• [What you will do] Reproduce the data below, swapping every "one pair per line" for "each pair on its own line" and keeping everything else unchanged.

** Begin **

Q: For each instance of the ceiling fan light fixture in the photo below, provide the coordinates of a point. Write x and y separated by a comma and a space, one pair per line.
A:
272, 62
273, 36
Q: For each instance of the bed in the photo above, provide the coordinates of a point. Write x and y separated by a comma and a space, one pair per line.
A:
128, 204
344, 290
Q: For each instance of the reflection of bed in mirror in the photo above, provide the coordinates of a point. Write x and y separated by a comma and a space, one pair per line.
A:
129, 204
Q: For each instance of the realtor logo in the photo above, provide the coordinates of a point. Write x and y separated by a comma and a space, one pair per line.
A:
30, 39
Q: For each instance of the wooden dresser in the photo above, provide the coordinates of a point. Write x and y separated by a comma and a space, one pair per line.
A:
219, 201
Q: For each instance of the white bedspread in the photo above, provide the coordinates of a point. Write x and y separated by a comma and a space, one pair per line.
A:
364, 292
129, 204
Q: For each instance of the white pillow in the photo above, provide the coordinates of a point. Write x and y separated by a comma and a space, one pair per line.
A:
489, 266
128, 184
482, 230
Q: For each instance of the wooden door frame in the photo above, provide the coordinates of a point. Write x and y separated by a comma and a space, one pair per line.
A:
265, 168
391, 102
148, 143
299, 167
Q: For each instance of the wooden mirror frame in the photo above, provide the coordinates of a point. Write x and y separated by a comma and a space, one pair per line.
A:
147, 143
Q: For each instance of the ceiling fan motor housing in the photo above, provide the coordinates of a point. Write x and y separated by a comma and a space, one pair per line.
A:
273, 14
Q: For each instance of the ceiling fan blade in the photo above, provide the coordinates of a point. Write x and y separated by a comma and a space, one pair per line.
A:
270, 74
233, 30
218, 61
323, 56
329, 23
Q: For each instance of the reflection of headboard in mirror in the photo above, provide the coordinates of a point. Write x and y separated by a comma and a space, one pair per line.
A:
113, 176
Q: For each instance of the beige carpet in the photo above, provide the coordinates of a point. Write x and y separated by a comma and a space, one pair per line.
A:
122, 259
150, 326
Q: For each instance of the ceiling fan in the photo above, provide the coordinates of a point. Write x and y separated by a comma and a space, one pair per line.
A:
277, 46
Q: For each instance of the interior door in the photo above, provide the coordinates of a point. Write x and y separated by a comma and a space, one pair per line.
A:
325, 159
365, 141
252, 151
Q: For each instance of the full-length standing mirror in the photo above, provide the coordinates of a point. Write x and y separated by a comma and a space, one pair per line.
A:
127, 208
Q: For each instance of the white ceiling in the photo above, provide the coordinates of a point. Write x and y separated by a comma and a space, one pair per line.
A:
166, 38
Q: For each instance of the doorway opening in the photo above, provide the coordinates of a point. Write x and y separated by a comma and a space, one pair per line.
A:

** End **

• [Task response]
Q: For each instance of the ceiling fan light fixture in the photo below, provide the coordinates of a point. Write x and y separated by a comma and a space, each pair on its own line.
A:
272, 62
273, 36
Q: For each instance of the bed in the photo above, provide the coordinates of a point. Write x and y separated by a comma and a space, each pair on its own line.
A:
128, 204
344, 290
Q: For each instance of the reflection of bed in mirror in the photo above, provide the coordinates of a point. Write x and y separated by a comma and a space, each pair on its own line.
A:
129, 204
Q: For each instance of the realtor logo in the photo above, provide the coordinates of a point. Write x and y separated by a comma and a space, each pair on its own line.
A:
30, 39
Q: For each instance of the wooden dresser in the photo above, provide the coordinates of a point. Write x and y separated by a comma and a space, each pair on its own line.
A:
219, 201
Q: For each instance of the white bedspread in the photo above, provide the coordinates of a point. Write x and y separated by a comma and a space, each pair on its own line.
A:
364, 292
129, 204
Q: For each instance of the white pillow in the photo above, provide the coordinates of a point. Write x and y separated by a comma and a space, each pair on its own line.
A:
489, 266
128, 184
482, 230
Q: For each instance of the wooden door frame in the photo above, provide the coordinates of a point. Write x and y separated by a comma and a space, each pair on its own line.
A:
265, 168
391, 102
148, 143
299, 167
Q: For each instance of the wooden mirror frame in the photo above, provide the coordinates of a point. Write x and y separated by a comma and a space, each pair on its own line.
A:
147, 143
Q: For each instance of the ceiling fan motor housing in the photo above, provide the coordinates of a point. Write x and y separated by a comma and a space, each pair on its own line.
A:
273, 14
Q: For each instance of the ceiling fan blade in the photo above, provide the coordinates of a point. Write x and y separated by a comma and a space, each pair on its own line.
A:
270, 74
233, 30
218, 61
323, 56
329, 23
Q: For each instance of the reflection of headboard in mirror in the photo above, provide the coordinates of a point. Write x and y separated by a comma and a space, each pair on its own line.
A:
113, 176
Q: For each instance of the beige carpet in the photo above, provide the coordinates of a point. Write x and y separated by a comma and a space, each pair on its own line.
A:
122, 259
150, 326
Q: For each instance of the ceiling fan in the photo above, provide the coordinates of a point. Write x and y separated by a comma and a space, each pair on its own line.
A:
277, 46
Q: For each instance of the interior door in the photo above, provide the coordinates of a point. Write x and y separated by a comma and a space, each pair on its own line.
A:
325, 159
365, 141
252, 151
Q: For each instance of the full-length standing mirror in the photo above, provide the coordinates of a point. Write x and y separated by a comma and a space, each pair on its own line.
A:
127, 208
Q: For each instance of the white ceiling in the photo above, provide the coordinates of a point. Write x and y separated by a comma and a space, each pair on its own line.
A:
166, 38
Q: For each instance of the doorway opening in the photo above, provide the coordinates of a point. Write x and y separated by a comma and a space, each pair on its own line.
A:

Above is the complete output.